◆ SOURCE EXTRACT
______________________________

Your dilemma, searching for this restaurant online, is that it is known, for some peculiar reason, by different names. The name on the building is Parkers’ Restaurant and Bar. The domain name for their website is “ParkersAmerican.” On different sites around the web, you’ll see a reference to “Parker’s Ocean Grill.”
I’m confused and I haven’t even been seated. The restaurant boasts they are all about “fresh,” and maintain relationships with specially selected suppliers, growers and farmers for filling their larder. I have no reason to doubt that, with one exception. The “catch of the day” when I was there was “Tilapia brought from the Gulf,” which is probably incorrect, an awful lot of wild tilapia is inedible, and the tilapia served in US restaurants and available in groceries is farmed – pond raised. There are a few tilapia farms in the US, but the vast majority of farmed tilapia sold in the US comes from Latin America or Asia. Small matter.
Spoiler alert. Unless you’re planning a special evening, have a large group, or need to eat at a specific hour, hit the bar for their happy hour menu, these days and times:
Monday thru Friday – 3 p.m. to 7 p.m.
Saturday – 4 p.m. to 7 p.m.
Sunday – 3 p.m. to 6 p.m.

______________________________

Dataset items:
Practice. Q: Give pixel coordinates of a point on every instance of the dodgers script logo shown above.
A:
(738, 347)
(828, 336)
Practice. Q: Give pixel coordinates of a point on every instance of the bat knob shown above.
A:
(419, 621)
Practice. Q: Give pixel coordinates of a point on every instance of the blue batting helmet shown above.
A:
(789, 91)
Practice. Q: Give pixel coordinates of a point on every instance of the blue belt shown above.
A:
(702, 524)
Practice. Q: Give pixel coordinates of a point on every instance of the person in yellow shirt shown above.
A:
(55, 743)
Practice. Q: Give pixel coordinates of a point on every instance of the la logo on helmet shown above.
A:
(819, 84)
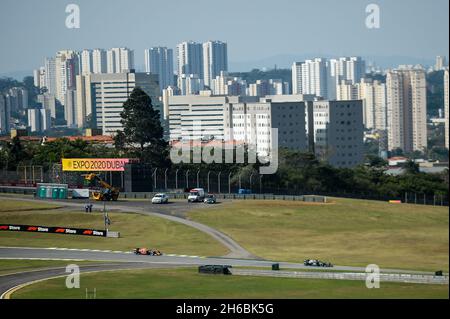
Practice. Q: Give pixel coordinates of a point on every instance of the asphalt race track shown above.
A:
(239, 257)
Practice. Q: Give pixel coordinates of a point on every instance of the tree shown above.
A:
(141, 123)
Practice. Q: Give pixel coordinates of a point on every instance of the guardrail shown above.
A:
(407, 278)
(301, 198)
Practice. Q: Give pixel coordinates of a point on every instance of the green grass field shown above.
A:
(9, 205)
(10, 266)
(344, 232)
(136, 231)
(188, 284)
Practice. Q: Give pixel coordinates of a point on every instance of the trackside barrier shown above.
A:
(301, 198)
(407, 278)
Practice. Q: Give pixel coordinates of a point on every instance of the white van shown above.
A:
(196, 195)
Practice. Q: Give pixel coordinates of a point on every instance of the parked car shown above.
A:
(210, 199)
(196, 195)
(316, 263)
(160, 199)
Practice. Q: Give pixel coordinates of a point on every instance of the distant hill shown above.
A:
(17, 75)
(284, 61)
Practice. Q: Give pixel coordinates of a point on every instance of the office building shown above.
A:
(100, 98)
(67, 65)
(246, 120)
(338, 132)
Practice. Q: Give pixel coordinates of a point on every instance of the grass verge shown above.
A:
(188, 284)
(344, 232)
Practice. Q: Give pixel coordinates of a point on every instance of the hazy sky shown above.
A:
(30, 30)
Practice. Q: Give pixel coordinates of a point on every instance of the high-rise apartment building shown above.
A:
(99, 61)
(373, 95)
(70, 114)
(5, 115)
(310, 77)
(215, 60)
(407, 109)
(50, 75)
(190, 59)
(159, 60)
(446, 108)
(86, 62)
(67, 64)
(39, 120)
(48, 102)
(39, 77)
(224, 84)
(338, 132)
(100, 97)
(119, 60)
(190, 84)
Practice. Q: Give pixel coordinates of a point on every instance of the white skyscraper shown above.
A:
(4, 115)
(407, 109)
(373, 95)
(39, 77)
(159, 60)
(50, 75)
(70, 114)
(310, 77)
(215, 60)
(67, 64)
(39, 120)
(99, 61)
(338, 132)
(48, 102)
(190, 59)
(119, 60)
(86, 62)
(190, 84)
(446, 104)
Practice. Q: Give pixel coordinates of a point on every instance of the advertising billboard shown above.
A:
(94, 164)
(53, 230)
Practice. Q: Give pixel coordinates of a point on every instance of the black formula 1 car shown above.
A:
(146, 251)
(316, 263)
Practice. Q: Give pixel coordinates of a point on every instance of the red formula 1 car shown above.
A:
(146, 251)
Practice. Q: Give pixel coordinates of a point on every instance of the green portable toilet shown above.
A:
(54, 192)
(62, 193)
(42, 191)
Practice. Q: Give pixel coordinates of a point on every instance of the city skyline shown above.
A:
(247, 48)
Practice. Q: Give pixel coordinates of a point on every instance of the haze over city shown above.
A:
(260, 34)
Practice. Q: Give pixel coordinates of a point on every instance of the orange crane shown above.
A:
(107, 193)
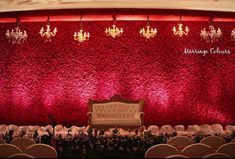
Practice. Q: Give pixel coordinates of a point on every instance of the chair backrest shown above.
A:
(153, 128)
(59, 127)
(233, 140)
(167, 129)
(41, 151)
(3, 127)
(229, 128)
(32, 128)
(177, 156)
(12, 127)
(22, 142)
(22, 155)
(180, 142)
(197, 150)
(228, 149)
(160, 151)
(217, 128)
(8, 149)
(213, 141)
(205, 128)
(193, 128)
(179, 128)
(217, 155)
(2, 141)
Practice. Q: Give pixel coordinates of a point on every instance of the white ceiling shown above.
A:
(209, 5)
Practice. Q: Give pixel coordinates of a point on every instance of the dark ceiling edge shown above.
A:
(130, 11)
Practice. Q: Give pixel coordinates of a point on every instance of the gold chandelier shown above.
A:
(81, 36)
(180, 32)
(48, 34)
(212, 35)
(16, 36)
(233, 35)
(148, 32)
(114, 31)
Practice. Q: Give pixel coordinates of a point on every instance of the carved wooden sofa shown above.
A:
(116, 112)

______________________________

◆ TASK DESCRIPTION
Output the restaurant review word for word, in full.

◆ RESPONSE TO THIS TASK
Your dilemma, searching for this restaurant online, is that it is known, for some peculiar reason, by different names. The name on the building is Parkers’ Restaurant and Bar. The domain name for their website is “ParkersAmerican.” On different sites around the web, you’ll see a reference to “Parker’s Ocean Grill.”
I’m confused and I haven’t even been seated. The restaurant boasts they are all about “fresh,” and maintain relationships with specially selected suppliers, growers and farmers for filling their larder. I have no reason to doubt that, with one exception. The “catch of the day” when I was there was “Tilapia brought from the Gulf,” which is probably incorrect, an awful lot of wild tilapia is inedible, and the tilapia served in US restaurants and available in groceries is farmed – pond raised. There are a few tilapia farms in the US, but the vast majority of farmed tilapia sold in the US comes from Latin America or Asia. Small matter.
Spoiler alert. Unless you’re planning a special evening, have a large group, or need to eat at a specific hour, hit the bar for their happy hour menu, these days and times:
Monday thru Friday – 3 p.m. to 7 p.m.
Saturday – 4 p.m. to 7 p.m.
Sunday – 3 p.m. to 6 p.m.